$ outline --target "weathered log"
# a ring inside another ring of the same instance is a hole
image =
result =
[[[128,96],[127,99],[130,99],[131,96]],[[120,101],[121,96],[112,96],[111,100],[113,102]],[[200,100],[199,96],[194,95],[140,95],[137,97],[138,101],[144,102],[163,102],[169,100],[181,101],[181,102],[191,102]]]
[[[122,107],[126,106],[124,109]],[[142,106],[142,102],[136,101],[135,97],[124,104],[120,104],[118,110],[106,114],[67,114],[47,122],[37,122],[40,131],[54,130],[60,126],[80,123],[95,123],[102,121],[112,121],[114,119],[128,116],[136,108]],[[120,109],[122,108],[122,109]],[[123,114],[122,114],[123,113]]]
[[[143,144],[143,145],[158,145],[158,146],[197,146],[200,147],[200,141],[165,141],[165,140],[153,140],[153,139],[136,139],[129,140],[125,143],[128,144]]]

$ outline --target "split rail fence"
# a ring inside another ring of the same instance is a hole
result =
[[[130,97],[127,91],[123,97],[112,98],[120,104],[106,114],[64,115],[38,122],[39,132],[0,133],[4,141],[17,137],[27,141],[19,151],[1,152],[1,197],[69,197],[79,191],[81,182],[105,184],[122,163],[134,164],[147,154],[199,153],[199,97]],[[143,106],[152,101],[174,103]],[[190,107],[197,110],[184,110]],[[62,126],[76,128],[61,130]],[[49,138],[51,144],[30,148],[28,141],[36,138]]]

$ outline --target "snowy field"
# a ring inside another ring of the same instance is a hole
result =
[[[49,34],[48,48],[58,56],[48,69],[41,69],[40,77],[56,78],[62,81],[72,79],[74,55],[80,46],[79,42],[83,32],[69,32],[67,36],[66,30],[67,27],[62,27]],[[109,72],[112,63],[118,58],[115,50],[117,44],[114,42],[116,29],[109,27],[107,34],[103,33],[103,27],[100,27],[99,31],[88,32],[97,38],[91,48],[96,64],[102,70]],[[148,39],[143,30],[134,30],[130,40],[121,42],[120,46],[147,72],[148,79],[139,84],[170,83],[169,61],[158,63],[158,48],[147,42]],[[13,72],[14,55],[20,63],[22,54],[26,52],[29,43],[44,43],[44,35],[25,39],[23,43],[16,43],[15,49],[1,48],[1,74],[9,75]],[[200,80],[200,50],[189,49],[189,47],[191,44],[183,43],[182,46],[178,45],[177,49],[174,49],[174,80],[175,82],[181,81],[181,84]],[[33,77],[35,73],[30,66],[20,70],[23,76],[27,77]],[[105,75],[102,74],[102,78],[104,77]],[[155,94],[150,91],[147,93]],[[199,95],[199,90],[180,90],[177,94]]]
-=-=-
_Problem statement_.
Format the lines above as a JSON list of strings, with one string per line and blank lines left out.

_Final answer_.
[
  "$ outline --target \"weathered log\"",
  "# a ring inside another ring of the same instance is a hole",
  "image =",
  "result =",
  "[[[128,96],[127,99],[130,99],[131,96]],[[120,101],[121,96],[112,96],[111,100],[113,102]],[[200,100],[199,96],[194,95],[140,95],[137,97],[138,101],[144,102],[163,102],[169,100],[181,101],[181,102],[191,102]]]",
  "[[[122,107],[126,106],[124,109]],[[142,106],[142,102],[136,101],[135,97],[124,104],[120,104],[118,110],[106,114],[67,114],[47,122],[37,122],[40,131],[54,130],[60,126],[80,123],[95,123],[102,121],[112,121],[114,119],[128,116],[136,108]],[[120,109],[122,108],[122,109]],[[123,114],[122,114],[123,113]]]",
  "[[[143,144],[143,145],[158,145],[158,146],[197,146],[200,147],[200,141],[165,141],[165,140],[153,140],[153,139],[136,139],[129,140],[125,143],[128,144]]]",
  "$ outline --target \"split rail fence\"",
  "# a ring inside another ring of the same instance is a hole",
  "result =",
  "[[[130,97],[127,91],[123,97],[112,98],[120,104],[106,114],[64,115],[38,122],[39,132],[0,133],[4,141],[17,137],[27,141],[19,151],[1,152],[1,197],[69,197],[79,191],[81,182],[105,184],[122,163],[134,164],[147,154],[199,153],[199,97]],[[143,106],[152,101],[174,103]],[[190,107],[197,110],[184,110]],[[62,126],[76,128],[61,130]],[[49,138],[51,144],[30,148],[28,141],[36,138]]]",
  "$ outline --target \"snowy field\"",
  "# a ring inside another ring of the same instance is a hole",
  "result =",
  "[[[49,34],[48,48],[58,56],[48,69],[41,69],[40,77],[56,78],[62,81],[72,79],[74,55],[80,46],[79,42],[83,32],[69,32],[67,36],[66,30],[67,27],[62,27]],[[109,72],[112,63],[118,58],[115,50],[117,44],[114,42],[116,29],[109,27],[107,34],[103,33],[103,27],[100,27],[99,31],[88,32],[97,38],[91,48],[96,64],[102,70]],[[148,39],[143,30],[134,30],[130,40],[121,42],[120,46],[147,72],[148,79],[139,84],[170,83],[169,61],[158,63],[158,48],[147,42]],[[13,72],[14,55],[20,63],[22,54],[26,52],[29,43],[44,43],[44,35],[25,39],[23,43],[16,43],[15,49],[1,48],[1,74],[9,75]],[[200,80],[200,50],[189,49],[189,47],[191,44],[183,43],[182,46],[178,45],[177,49],[174,49],[174,80],[175,82],[181,81],[181,84]],[[33,77],[35,73],[30,66],[20,70],[23,76],[27,77]],[[105,75],[102,74],[102,78],[104,77]],[[155,94],[150,91],[147,93]],[[199,95],[199,90],[180,90],[177,94]]]"
]